_Extract provided_
※

On July 24, 2025, the European Union and China will meet in Beijing for the 25th EU-China leaders’ summit, marking the 50th anniversary of diplomatic relations between the two powers. While the occasion is ceremonially significant, the realpolitik behind the scenes reveals a strained partnership and a summit with limited strategic outcomes.
🧭 Who’s Attending – and Who’s Not?
The EU will be represented by:
- Charles Costa, President of the European Council
- Ursula von der Leyen, President of the European Commission
They will meet with:
- President Xi Jinping, head of the People’s Republic of China
- Premier Li Qiang, who will co-chair the summit
However, the absence of key European heads of state — including those of France, Germany, Italy, and Spain — is no accident. It signals a deliberate distancing by major EU players from Brussels’ increasingly confrontational tone toward Beijing.

※

Pointing data for regions

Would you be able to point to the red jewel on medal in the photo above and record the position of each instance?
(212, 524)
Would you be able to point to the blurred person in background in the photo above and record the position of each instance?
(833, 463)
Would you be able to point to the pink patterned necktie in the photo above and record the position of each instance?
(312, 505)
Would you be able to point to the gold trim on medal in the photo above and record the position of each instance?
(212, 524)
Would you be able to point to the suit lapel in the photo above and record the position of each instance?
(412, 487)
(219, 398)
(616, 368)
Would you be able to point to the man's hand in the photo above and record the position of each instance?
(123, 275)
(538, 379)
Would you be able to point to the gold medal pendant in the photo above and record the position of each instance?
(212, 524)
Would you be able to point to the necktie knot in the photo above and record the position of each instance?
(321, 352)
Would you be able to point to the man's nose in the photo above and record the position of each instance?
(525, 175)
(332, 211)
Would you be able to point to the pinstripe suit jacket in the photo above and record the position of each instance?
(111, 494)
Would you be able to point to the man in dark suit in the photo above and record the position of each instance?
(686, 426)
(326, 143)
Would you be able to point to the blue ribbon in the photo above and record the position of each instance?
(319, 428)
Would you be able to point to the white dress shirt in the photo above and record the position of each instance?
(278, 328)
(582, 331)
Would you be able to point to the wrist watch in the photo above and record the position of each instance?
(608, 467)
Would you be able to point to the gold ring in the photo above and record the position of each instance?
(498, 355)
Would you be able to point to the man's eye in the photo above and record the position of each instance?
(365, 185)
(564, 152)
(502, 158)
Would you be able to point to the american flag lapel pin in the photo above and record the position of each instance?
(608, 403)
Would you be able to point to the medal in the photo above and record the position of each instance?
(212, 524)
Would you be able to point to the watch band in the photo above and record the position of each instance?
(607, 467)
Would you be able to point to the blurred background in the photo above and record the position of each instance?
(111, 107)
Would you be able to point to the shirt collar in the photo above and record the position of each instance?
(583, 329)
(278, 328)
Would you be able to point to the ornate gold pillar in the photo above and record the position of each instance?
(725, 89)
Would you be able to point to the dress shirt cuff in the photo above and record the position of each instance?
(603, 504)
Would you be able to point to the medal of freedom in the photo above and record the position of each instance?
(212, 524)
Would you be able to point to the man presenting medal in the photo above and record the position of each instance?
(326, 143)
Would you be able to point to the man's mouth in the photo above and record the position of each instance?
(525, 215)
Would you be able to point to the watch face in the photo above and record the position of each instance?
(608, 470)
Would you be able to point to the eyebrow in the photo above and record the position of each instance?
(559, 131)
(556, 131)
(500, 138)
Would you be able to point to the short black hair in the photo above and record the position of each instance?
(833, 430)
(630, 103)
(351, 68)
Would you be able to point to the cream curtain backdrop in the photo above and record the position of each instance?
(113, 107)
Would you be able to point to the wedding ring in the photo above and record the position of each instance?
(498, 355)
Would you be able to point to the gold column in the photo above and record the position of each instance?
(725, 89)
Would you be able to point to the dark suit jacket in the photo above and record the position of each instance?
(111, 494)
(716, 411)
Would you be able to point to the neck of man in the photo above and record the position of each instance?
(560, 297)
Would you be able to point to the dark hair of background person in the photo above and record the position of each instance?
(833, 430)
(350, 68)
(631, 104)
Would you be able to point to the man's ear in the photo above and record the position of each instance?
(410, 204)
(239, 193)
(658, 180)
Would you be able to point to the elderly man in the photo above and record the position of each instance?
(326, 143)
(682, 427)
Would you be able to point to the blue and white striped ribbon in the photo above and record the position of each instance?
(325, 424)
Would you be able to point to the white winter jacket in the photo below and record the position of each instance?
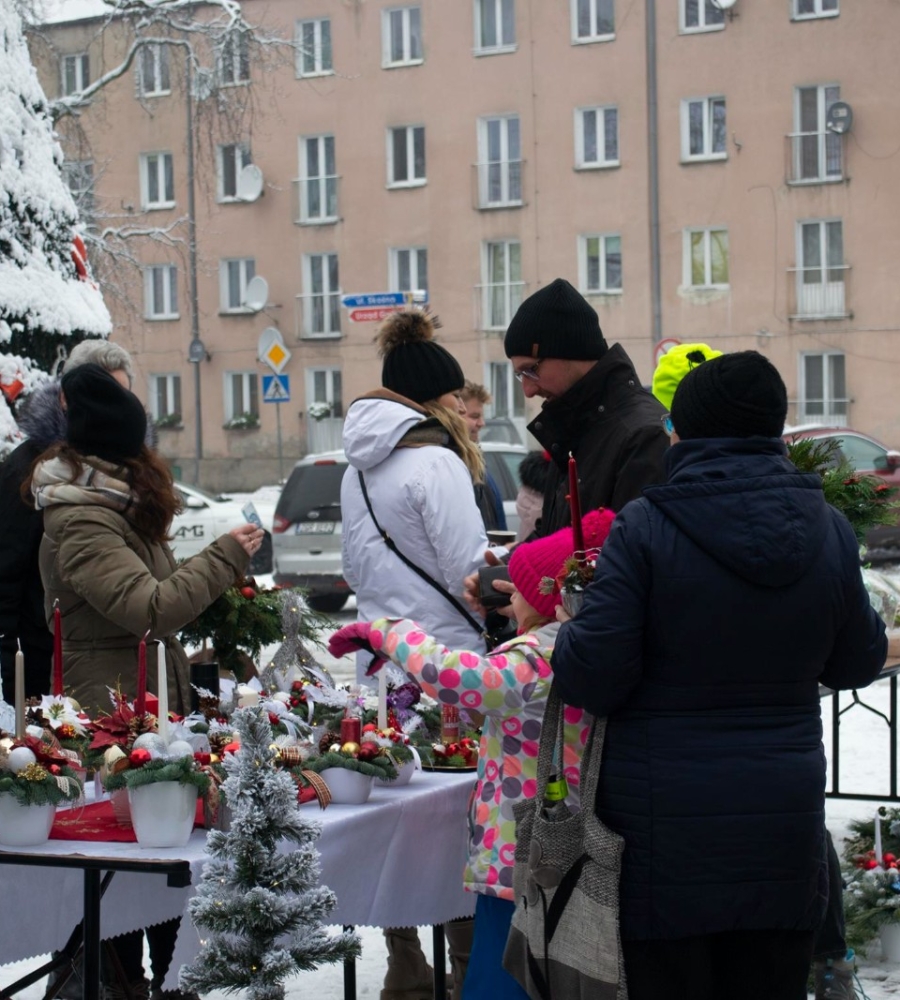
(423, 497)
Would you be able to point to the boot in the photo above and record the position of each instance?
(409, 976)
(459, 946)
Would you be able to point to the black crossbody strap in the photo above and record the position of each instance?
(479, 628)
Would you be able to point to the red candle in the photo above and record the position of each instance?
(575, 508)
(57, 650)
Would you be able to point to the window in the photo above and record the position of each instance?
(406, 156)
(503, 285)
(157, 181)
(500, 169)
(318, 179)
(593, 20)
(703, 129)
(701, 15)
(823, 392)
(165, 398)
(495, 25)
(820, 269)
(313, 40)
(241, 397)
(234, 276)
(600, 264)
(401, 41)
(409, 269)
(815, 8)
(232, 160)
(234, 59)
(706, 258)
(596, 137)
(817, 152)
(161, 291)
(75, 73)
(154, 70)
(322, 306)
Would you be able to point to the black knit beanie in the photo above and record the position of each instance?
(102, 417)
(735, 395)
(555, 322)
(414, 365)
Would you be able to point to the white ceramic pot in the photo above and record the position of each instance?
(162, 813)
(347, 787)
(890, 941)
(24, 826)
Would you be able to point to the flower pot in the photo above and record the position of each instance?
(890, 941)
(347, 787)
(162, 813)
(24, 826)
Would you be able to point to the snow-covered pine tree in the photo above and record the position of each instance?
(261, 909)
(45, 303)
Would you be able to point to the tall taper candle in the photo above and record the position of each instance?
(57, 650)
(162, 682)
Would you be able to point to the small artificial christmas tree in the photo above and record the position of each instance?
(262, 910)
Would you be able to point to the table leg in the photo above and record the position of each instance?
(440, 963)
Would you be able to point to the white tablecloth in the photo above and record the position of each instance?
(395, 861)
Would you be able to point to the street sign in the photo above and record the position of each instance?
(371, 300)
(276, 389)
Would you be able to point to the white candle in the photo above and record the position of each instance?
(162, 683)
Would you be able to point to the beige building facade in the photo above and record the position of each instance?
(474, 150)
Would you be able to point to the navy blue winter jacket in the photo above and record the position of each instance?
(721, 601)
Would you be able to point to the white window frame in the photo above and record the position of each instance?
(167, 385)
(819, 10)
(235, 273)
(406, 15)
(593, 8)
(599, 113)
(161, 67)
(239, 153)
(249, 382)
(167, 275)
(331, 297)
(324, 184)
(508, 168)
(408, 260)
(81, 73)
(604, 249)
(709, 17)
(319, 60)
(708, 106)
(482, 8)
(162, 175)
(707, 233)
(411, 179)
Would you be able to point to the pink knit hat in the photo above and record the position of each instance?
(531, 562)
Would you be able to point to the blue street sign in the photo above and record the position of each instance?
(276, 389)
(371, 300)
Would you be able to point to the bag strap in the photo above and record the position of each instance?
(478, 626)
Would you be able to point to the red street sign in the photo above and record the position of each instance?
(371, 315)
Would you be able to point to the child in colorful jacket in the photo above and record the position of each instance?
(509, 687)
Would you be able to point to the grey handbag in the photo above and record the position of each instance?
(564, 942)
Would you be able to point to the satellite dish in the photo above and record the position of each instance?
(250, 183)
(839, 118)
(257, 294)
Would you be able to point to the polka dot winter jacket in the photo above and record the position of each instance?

※

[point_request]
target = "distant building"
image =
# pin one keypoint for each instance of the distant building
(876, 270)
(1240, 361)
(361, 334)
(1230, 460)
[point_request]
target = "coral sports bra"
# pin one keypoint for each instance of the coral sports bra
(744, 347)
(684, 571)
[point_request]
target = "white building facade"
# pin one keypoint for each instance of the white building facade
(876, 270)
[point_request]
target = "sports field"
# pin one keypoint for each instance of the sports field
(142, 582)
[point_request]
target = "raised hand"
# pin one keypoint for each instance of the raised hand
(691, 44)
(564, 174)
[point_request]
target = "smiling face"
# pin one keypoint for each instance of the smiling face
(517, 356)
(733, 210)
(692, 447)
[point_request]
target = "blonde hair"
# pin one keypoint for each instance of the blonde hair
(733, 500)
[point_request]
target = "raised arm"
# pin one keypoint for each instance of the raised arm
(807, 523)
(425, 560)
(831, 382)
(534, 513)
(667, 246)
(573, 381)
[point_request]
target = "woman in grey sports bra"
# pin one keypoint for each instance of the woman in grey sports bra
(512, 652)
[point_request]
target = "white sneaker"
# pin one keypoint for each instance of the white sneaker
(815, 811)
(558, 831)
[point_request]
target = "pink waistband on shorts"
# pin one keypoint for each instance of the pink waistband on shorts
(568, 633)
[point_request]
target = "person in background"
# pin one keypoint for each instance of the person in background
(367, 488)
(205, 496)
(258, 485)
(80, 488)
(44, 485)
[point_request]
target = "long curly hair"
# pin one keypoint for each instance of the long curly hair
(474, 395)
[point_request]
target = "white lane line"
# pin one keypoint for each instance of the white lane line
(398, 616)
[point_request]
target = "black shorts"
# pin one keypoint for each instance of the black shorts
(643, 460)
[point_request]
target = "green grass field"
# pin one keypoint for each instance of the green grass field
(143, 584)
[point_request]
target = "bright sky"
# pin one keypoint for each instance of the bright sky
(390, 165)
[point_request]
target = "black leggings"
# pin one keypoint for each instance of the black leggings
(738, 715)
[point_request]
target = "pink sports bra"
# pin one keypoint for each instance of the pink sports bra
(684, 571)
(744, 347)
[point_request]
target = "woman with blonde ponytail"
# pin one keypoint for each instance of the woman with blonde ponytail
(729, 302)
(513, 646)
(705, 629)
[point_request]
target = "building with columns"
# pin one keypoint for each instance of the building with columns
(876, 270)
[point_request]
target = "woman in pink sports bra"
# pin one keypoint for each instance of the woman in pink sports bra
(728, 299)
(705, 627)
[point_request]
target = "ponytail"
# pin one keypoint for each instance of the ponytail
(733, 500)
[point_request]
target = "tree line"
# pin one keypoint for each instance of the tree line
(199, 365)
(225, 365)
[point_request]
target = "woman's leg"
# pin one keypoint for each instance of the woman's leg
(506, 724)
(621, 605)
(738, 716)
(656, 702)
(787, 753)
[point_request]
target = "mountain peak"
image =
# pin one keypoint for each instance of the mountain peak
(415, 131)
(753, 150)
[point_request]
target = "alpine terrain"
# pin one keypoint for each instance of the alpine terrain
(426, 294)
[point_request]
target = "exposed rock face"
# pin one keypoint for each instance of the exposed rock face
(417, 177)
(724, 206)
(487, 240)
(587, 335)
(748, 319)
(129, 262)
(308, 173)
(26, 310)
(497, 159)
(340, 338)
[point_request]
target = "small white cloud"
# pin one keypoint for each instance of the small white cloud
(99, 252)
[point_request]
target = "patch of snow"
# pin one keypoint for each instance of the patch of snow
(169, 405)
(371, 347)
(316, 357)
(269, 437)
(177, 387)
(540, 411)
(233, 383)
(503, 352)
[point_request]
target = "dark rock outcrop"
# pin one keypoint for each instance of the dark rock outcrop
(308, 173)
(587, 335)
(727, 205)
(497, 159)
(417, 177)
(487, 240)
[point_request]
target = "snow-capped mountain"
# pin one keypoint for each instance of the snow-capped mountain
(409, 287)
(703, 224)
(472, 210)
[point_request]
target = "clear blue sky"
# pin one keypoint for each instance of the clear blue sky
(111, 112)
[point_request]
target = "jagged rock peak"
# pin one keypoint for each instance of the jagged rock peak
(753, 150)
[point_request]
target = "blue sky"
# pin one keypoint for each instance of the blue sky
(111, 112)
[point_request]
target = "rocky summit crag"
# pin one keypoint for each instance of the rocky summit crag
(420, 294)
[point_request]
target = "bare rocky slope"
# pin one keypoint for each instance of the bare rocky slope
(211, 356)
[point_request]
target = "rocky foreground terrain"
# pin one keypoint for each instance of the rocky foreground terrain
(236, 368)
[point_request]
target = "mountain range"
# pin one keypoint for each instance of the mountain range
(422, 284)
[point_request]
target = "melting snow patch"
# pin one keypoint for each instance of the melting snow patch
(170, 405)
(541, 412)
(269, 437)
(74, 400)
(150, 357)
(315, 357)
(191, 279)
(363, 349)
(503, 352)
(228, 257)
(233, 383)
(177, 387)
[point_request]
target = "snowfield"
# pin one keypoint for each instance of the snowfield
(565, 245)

※

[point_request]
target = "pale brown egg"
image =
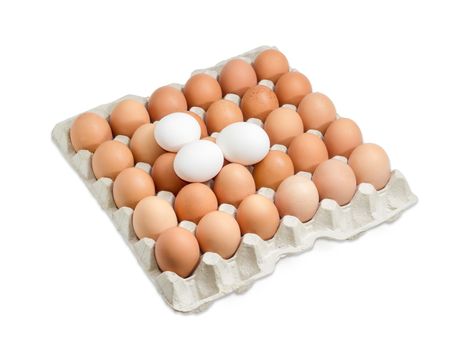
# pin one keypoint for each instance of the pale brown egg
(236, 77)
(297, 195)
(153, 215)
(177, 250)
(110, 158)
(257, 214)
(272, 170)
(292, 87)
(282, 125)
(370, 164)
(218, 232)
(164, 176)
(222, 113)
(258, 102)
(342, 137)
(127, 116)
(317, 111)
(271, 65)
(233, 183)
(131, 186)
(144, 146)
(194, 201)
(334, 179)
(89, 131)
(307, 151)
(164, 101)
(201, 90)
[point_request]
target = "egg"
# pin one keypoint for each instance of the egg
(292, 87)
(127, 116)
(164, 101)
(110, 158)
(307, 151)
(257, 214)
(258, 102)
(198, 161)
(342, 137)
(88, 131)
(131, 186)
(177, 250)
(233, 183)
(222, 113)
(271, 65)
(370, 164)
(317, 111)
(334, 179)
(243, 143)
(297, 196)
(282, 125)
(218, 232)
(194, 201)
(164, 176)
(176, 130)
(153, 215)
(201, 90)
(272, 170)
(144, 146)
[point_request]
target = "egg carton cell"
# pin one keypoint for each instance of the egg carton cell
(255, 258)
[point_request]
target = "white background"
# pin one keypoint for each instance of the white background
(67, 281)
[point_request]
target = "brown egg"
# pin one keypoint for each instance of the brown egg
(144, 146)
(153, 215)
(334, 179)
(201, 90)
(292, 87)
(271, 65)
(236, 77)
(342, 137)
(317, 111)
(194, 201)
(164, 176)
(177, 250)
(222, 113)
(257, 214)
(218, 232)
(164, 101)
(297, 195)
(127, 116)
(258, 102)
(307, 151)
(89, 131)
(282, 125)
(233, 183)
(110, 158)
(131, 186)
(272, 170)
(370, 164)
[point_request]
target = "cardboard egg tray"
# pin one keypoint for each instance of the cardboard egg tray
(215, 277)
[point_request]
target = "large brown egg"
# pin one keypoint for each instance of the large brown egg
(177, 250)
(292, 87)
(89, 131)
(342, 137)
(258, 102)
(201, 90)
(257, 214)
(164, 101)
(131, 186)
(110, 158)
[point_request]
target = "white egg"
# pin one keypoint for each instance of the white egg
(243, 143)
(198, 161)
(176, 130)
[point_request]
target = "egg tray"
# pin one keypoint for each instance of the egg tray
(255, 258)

※

_What to work on_
Resume the article about the 25th EU-China leaders' summit, picking up after its final sentence. The listing has no connection to the article about the EU-China summit.

_Response below_
⚠️ This scaled-down diplomatic presence reflects internal EU divisions on how to engage with China.
💼 Trade Tensions Front and Center
Trade relations dominate the agenda — and the friction:
- The EU accuses China of state-subsidized overproduction in key sectors like electric vehicles and solar panels.
- The EU-China trade deficit now surpasses $350 billion, a cause of mounting concern in Brussels.
- Beijing maintains near-total control of critical raw materials, especially rare earth elements essential for European industries.
European countermeasures include:
- New anti-subsidy investigations and tariffs on Chinese EVs
- Limits on Chinese firms in public procurement markets, especially in medical devices
🌍 Strategic & Geopolitical Tensions
Beyond trade, the summit will confront stark geopolitical disagreements:
- China’s proximity to Russia in the Ukraine conflict
- Heightened tensions around Taiwan
- Beijing’s growing influence in Africa and the South China Sea
The EU remains skeptical of China’s non-aligned diplomacy while viewing its assertive foreign policy as increasingly threatening to Western interests.
🌱 Climate: The Only Common Ground?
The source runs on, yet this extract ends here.